- WRITTEN PROBLEM
Report every line below that contains the word "floating", copying each one in full.
────────
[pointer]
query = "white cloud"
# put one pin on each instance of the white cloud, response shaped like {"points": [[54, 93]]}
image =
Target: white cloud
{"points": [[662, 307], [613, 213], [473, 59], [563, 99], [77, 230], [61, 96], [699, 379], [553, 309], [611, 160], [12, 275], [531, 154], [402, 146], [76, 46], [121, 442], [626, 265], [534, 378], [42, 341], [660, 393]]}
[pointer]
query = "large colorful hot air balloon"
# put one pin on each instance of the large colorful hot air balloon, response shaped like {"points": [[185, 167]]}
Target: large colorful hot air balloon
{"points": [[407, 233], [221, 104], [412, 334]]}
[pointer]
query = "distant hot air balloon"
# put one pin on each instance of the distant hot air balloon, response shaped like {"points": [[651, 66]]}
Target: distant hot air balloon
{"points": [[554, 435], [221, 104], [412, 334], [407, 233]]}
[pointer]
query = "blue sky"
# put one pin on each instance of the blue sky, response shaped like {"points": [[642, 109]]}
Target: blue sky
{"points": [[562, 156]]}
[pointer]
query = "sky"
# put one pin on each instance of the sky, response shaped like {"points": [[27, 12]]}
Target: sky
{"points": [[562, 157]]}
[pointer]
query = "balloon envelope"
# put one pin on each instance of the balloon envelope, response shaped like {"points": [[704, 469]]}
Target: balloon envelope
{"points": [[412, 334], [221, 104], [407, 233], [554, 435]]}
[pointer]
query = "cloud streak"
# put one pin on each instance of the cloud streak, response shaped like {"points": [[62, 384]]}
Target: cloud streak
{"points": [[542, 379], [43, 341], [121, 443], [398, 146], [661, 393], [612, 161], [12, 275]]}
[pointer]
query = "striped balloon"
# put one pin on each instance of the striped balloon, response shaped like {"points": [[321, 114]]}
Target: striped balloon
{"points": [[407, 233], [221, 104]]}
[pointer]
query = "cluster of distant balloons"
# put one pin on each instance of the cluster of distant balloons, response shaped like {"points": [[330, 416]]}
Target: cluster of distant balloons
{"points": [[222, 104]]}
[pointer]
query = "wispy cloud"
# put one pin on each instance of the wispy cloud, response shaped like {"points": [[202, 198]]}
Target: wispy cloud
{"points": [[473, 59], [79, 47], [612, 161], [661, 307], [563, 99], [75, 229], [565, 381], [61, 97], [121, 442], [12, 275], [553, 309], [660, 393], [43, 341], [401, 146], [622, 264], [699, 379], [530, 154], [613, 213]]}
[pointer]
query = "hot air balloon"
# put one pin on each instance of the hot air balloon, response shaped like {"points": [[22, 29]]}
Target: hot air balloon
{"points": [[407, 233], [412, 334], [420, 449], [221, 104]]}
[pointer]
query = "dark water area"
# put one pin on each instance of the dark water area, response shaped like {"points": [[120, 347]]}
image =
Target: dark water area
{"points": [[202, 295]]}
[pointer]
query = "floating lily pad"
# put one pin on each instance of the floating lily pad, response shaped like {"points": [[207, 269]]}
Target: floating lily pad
────────
- FINISHED TASK
query = "floating lily pad"
# put one pin on each instance of the floating lily pad, response shaped like {"points": [[207, 269]]}
Target: floating lily pad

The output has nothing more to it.